*Dataset rows*.
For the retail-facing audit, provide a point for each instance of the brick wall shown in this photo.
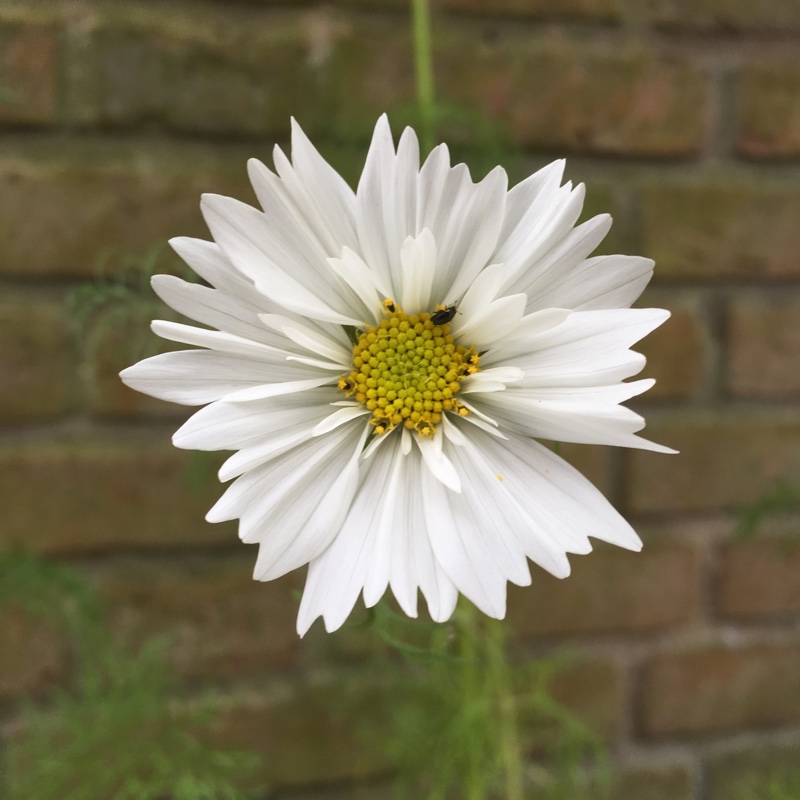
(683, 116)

==

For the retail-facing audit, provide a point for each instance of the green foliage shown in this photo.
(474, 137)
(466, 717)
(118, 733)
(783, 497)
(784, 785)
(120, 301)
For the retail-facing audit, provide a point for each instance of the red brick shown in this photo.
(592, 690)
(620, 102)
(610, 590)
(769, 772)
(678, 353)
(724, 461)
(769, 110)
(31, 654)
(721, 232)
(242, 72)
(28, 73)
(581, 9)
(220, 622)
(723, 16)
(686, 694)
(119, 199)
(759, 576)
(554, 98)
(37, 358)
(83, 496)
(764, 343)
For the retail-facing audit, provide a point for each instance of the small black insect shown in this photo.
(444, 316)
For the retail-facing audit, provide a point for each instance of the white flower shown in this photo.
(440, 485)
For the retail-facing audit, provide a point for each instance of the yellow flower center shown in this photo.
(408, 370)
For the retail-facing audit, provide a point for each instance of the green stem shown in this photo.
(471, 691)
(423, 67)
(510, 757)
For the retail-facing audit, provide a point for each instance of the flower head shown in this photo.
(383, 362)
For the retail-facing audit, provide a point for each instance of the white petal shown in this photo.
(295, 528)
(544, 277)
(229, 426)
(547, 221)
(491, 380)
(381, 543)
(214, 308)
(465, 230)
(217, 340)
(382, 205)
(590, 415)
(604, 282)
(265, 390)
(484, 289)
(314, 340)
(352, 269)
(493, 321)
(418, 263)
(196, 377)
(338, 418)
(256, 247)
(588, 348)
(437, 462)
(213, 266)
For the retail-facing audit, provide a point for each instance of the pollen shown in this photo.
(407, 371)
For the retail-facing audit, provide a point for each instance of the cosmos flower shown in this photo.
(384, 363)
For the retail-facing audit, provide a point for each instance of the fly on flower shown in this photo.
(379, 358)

* * *

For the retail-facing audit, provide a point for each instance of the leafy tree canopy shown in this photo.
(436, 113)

*What is expected*.
List each line of the listing above that contains the string "brick". Case counts: uppercase and lowercase letters are distinct.

*Result of this task*.
For the retail-facing audit, provide a point for each instance of the brick wall shown in this photo.
For the retail-facing audit, provide a point for each instance of the red brick shown in this photo.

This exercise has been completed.